Equally remarkable was the £2.6m (plus 15 per cent buyer’s premium) bid by an anonymous buyer for a double gourd of the same period at Salisbury auctioneers Woolley & Wallis on Friday July 15. It establishes a massive new UK landmark for any work of art sold at auction outside London.

Seven other jars comparable to Christie’s record-breaker exist but this so-called guan is the only one decorated with legendary literary scenes taken from China’s History of the Warring States. Apart from its exquisite painting and rich vivid cobalt blue tones, the 13in (33cm) diameter jar was also remarkable for its perfect condition.

The private vendor, who had inherited it from a Dutch officer stationed in Beijing from 1913-1923, had been unaware of its potential commercial value before Christie’s estimated it to bring in excess of £1m.

Before the sale Christie’s specialist Desmond Healey had hoped it could fetch £6m-8m although Mr Eskenazi – who has never bid more than £5m for a single work at auction – had been prepared to go considerably higher.

“It was a very good price for the Asian market but it was also good for London [as a centre for the Chinese art market],” commented Mr Eskenazi, who added that the telephone underbidder had been a London-based private buyer.

Also in the fray earlier in proceedings were London dealer John Berwald, Hong Kong dealer Chak & Co., Taiwanese dealer My Humble House and two other telephone bidders. The jar trumps the previous Asian art record held by a Shang/Western Zhou dynasty archaic bronze wine jar that sold for $8.4m (£6m) at Christie’s New York in 2001. The guan is also the most expensive lot sold by Christie’s this year.

The history-making 183/4in (47.5cm) high double gourd vase that closed out the sale in a sweltering Salisbury Salerooms last Friday betters by more than £2m the previous provincial high. That was the £540,000 (plus 15 per cent buyer’s premium) bid by Agnew’s for a portrait of the Richardson family by Francis Hayman at John Nicholson’s Fernhurst salerooms in November last year.

Cameras were at Salisbury from Meridian Television and the BBC to film the titanic battle that entailed between several telephone bidders.

The price was just £10,000 short of £3m when the premium is added.

The gourd form is a favourite Oriental shape regarded as auspicious in China, but what singles this piece out is the highly naturalistic underglaze blue painting of a gourd vine which snakes from the bottom to the rim in a continuous coil. Such a naturalistic treatment coupled with the twinning of shape and decoration is highly unusual at this early date.

Only one comparable but fragmentary example has been recorded. In 1994 Sotheby’s London rooms offered the lower half only of a vase of the same period that carries very similar vine decoration but by a different hand.

Woolley and Wallis’s vase was not only complete, it came with a noted provenance. It belonged to William Cleverley Alexander (1840-1916), a connoisseur and collector of Oriental art and western paintings whose collection featured Tang, Song, Ming and Ching wares, some of which are now in the British Museum. This vase has passed down by direct descent through his family.

John Axford, Woolley and Wallis’s ceramics specialist who made the discovery, had estimated the vase at £200,000-300,000 making it the centrepiece of the firm’s first sale devoted solely to Oriental works of art.

Having experienced a sleepless night, he was on the rostrum for his finest hour as auctioneer, his wife Caroline and son Freddie there to support him.

Young Freddie let out a brief yelp of joy moments after his father brought down the hammer.

Chairman and managing director of the firm Paul Viney told ATG he had long harboured an ambition to become the first provincial saleroom to sell something for over £1m.

His firm has now bettered that milestone by some distance.

◆ Raw records ◆

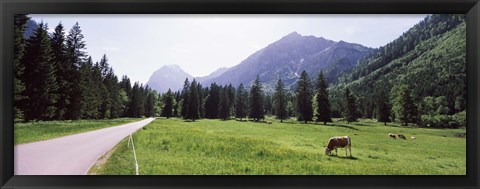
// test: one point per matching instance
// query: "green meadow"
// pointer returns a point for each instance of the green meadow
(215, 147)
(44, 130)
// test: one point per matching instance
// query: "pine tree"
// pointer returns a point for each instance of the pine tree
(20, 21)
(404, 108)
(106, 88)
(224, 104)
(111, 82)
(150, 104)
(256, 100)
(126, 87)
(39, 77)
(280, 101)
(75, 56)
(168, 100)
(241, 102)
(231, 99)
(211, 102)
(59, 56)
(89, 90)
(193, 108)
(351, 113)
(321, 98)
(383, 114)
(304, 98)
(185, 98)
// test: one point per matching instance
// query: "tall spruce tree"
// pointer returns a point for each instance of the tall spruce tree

==

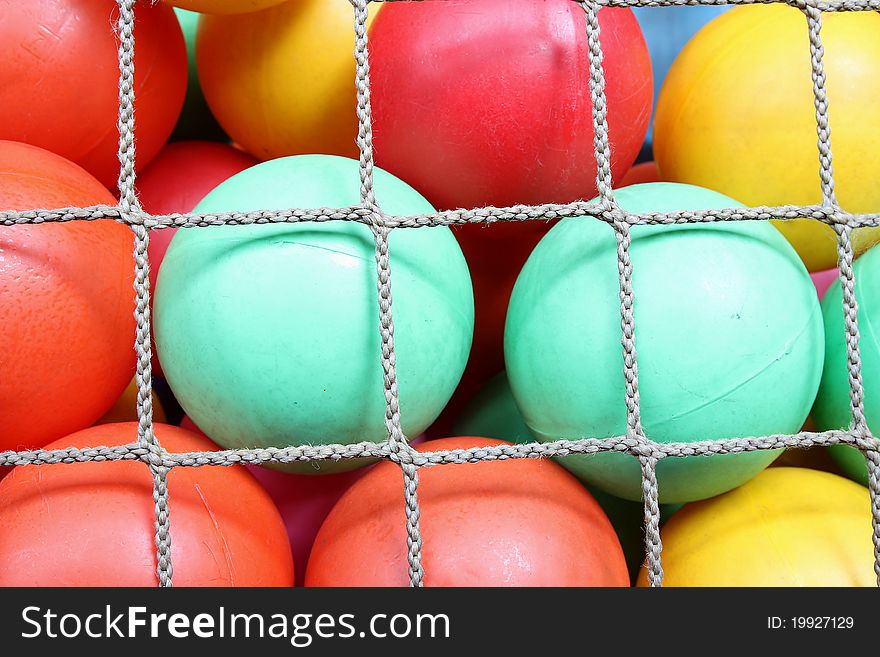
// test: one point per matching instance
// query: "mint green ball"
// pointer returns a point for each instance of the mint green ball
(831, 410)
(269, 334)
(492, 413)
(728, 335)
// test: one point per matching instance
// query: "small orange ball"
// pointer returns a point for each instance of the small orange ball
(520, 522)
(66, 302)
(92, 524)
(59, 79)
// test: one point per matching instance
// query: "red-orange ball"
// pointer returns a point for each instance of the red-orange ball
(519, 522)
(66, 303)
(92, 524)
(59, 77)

◆ Requests ◆
(1) Answer these questions using the auction report.
(a) From whom did the private vendor inherit the jar sold at Christie's?
(b) Which bid had been the previous provincial high before the double gourd vase sold?
(c) Who estimated the double gourd vase at £200,000-300,000?
(2) Echo the part of the auction report starting at "Before the sale" and ending at "go considerably higher.".
(3) Translate this sentence from the auction report into Spanish: "Young Freddie let out a brief yelp of joy moments after his father brought down the hammer."

◆ Written answers ◆
(1)
(a) A Dutch officer stationed in Beijing from 1913-1923.
(b) The £540,000 (plus 15 per cent buyer's premium) bid by Agnew's for a portrait of the Richardson family by Francis Hayman at John Nicholson's Fernhurst salerooms.
(c) John Axford, Woolley and Wallis's ceramics specialist.

(2)
Before the sale Christie’s specialist Desmond Healey had hoped it could fetch £6m-8m although Mr Eskenazi – who has never bid more than £5m for a single work at auction – had been prepared to go considerably higher.

(3) El joven Freddie soltó un breve grito de alegría instantes después de que su padre bajara el martillo.